Extracted text start

4.1 Don’t use std::function_ref if you invoke it later, use std::move_only_function instead!

The argument says that writing call_me_later taking a std::function_ref on its own should not be done, because it is inherently unsafe; types with reference semantics should not be stored somewhere. Just like you should not store a std::string_view in a struct and use std::string instead, you also should not store a std::function_ref, but std::move_only_function instead. After all, thanks to the small buffer optimization, it does not allocate in most cases anyway.

While this is a good and easy to teach guideline, the argument has three issues:

  1. Experts like to get the most performance.

    If you know that all your callbacks are function pointers, it is perfectly reasonable to use std::function_ref. After all, std::move_only_function has the potential for allocation using a non-customizable allocator. This makes it impossible to use e.g. in embedded code — it isn’t even freestanding!

  2. Once you have a std::function_ref, you’re stuck with it.

    std::move_only_function<void()> callback;

void do_sth(std::function_ref<void()> f)
{
    callback = f; // stores a function_ref in the move_only_function!
    callback = std::move_only_function(f); // dito!
}

    If all you have is a std::function_ref object, you cannot extract the underlying function and store it in a std::move_only_function. All you can do, is store a std::function_ref itself, which does not help you. You need to refactor everything from the bottom up.

  3. std::function_ref was explicitly designed to support this use case.

    LEWG overwhelmingly voted to integrate [P2472R3] “Make std::function_ref more functional” into std::function_ref (8-7-1-0-1 and 3-6-3-0-0). This is the paper that introduced the std::nontype_t/std::constant_arg_t constructors to allow binding both a member function and this in a std::function_ref. If std::function_ref is only used for parameters which are then immediately invoked, you don’t need these constructors at all: You can just pass it a lambda that captures this, or use std::bind_front, or something like it. The std::function_ref will then bind to a temporary, but you’re immediately invoking it, so the temporary lives long enough.

    However, LEWG clearly felt that it is useful to support the construction of bound member functions without temporaries, so a std::function_ref can be invoked later.

4.2 What about double-wrapping with std::reference_wrapper or third_party::function_ref?

Constructing a std::function_ref from a std::function_ref is not the only way to get double-wrapping. It also happens when constructing from a std::reference_wrapper or a third-party function_ref type:

void call_me_later(std::function_ref<void()> f);

call_me_later(std::ref(fn)); // stores reference to reference_wrapper, dangling!
call_me_later(third_party::function_ref(fn)); // stores reference to third_party::function_ref, dangling!

(This one can also be more obfuscated by having functions return those types.)

While true and unfortunate, it is a different category of problem: When constructing a std::function_ref from an arbitrary function object, it is more intuitive that this creates double-wrapping. After all, how would std::function_ref know about your third_party::function_ref type?

Extracted text end
Provided data start

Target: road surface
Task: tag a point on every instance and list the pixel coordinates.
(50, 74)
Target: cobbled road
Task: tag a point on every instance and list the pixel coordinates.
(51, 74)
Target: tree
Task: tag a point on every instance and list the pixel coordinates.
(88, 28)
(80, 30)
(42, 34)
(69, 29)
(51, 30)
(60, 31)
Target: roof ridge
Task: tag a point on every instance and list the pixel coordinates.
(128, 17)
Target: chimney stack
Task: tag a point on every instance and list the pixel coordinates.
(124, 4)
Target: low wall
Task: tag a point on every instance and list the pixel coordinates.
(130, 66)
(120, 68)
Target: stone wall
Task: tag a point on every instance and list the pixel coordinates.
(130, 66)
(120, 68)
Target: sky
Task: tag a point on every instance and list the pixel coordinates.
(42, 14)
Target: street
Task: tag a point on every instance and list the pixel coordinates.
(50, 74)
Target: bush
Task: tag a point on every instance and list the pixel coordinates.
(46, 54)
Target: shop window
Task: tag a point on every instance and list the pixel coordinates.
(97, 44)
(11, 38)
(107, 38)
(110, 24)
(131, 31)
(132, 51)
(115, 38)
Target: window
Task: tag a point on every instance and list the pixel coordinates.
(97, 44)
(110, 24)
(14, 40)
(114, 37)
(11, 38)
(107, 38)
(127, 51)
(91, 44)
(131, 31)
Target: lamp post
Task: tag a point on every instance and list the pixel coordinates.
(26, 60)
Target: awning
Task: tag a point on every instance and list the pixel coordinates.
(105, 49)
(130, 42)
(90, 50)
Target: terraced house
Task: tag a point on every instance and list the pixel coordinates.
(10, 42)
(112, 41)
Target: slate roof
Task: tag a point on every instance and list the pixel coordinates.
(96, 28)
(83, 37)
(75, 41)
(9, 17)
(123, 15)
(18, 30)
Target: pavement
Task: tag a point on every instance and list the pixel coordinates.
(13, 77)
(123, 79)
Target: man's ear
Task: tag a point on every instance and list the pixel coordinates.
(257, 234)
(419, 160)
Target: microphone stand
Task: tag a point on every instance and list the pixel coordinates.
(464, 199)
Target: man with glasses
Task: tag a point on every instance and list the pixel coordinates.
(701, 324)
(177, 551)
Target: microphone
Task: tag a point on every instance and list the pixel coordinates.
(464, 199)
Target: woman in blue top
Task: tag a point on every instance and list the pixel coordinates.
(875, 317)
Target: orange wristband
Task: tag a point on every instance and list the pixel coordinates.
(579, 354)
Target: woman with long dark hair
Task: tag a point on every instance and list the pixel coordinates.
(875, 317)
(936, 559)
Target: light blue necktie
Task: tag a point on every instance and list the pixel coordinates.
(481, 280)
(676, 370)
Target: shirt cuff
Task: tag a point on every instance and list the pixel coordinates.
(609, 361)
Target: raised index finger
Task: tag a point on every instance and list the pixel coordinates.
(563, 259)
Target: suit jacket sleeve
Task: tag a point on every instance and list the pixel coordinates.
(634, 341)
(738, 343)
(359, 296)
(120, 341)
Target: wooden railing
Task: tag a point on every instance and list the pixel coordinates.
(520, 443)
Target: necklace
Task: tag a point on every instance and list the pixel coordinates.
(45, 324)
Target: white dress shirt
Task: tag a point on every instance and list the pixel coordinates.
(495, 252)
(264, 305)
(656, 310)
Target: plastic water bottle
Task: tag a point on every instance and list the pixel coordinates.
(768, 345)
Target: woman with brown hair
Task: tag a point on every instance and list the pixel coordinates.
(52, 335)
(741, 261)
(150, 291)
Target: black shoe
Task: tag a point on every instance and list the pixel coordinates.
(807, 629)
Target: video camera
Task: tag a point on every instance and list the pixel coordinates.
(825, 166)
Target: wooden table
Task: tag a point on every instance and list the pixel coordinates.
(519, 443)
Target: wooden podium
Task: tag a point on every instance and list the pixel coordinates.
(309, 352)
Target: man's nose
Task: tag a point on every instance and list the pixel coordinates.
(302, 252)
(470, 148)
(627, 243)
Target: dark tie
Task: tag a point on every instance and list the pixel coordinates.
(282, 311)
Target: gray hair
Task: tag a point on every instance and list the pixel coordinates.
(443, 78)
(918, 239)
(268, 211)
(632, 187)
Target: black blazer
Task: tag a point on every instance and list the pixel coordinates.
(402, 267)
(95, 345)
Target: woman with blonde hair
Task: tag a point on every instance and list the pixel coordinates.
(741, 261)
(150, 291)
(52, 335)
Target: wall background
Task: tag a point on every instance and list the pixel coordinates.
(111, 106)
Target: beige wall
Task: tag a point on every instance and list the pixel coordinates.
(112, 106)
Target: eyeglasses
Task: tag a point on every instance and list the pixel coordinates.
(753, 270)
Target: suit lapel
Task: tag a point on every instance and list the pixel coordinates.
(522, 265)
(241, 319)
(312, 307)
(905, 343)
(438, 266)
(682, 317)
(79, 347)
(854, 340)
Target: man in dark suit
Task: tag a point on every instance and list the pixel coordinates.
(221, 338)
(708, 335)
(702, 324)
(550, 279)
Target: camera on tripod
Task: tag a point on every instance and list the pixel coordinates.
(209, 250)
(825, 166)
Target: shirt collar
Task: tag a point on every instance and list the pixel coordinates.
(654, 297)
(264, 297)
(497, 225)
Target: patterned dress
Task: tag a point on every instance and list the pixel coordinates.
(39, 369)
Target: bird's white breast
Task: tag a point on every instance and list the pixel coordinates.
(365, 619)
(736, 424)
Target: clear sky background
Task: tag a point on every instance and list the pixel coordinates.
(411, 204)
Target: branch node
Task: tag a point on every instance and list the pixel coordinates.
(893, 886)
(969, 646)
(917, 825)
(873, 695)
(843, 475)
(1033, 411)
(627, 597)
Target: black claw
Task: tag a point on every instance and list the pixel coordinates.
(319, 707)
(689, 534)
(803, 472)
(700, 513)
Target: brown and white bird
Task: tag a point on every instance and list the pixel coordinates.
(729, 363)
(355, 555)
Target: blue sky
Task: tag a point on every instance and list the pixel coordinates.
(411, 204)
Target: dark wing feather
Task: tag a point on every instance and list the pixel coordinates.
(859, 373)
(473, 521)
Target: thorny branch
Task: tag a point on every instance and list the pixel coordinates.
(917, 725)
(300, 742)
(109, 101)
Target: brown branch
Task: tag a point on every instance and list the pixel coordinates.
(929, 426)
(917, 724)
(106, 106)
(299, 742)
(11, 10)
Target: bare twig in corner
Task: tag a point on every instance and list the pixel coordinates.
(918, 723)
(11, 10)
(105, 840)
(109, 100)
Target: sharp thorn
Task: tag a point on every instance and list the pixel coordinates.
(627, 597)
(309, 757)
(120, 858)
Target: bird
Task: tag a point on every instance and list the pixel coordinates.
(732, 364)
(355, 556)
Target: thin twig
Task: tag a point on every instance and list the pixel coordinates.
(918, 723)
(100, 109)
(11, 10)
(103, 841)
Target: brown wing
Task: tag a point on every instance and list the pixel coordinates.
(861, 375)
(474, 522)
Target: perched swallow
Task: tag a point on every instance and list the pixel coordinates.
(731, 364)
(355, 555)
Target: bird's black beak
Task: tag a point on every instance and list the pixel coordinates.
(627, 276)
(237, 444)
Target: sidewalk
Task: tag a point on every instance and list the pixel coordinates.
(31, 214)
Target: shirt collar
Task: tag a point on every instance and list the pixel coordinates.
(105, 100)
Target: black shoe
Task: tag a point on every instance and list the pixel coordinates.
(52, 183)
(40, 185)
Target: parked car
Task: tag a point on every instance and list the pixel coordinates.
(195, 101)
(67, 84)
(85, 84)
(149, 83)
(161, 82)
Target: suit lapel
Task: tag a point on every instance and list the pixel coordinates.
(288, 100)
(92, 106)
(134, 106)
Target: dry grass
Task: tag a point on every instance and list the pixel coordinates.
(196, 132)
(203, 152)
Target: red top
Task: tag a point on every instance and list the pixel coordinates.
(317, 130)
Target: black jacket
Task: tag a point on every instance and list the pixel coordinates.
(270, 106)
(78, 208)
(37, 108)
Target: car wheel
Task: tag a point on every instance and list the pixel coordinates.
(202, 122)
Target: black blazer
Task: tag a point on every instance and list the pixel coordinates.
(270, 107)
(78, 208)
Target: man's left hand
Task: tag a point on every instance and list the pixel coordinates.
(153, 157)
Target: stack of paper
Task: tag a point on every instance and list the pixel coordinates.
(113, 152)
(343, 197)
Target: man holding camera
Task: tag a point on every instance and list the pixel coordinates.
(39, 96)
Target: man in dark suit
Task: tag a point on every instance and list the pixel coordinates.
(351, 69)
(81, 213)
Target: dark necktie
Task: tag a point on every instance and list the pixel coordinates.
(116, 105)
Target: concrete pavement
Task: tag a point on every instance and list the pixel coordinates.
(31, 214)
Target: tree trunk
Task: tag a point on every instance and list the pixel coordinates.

Provided data end

== What the task requires ==
Check (a), (b) and (c) against the std::function_ref text. For each, answer yes or no and quote the exact words of the text that decide it. (a) std::move_only_function may allocate with an allocator that cannot be customized. (b) Given only a std::function_ref object, one can extract the underlying function and store it in a std::move_only_function. (c) LEWG voted against integrating P2472R3 into std::function_ref.

== Exercise solution ==
(a) Yes: "std::move_only_function has the potential for allocation using a non-customizable allocator."
(b) No: "If all you have is a std::function_ref object, you cannot extract the underlying function and store it in a std::move_only_function."
(c) No: "LEWG overwhelmingly voted to integrate [P2472R3] “Make std::function_ref more functional” into std::function_ref"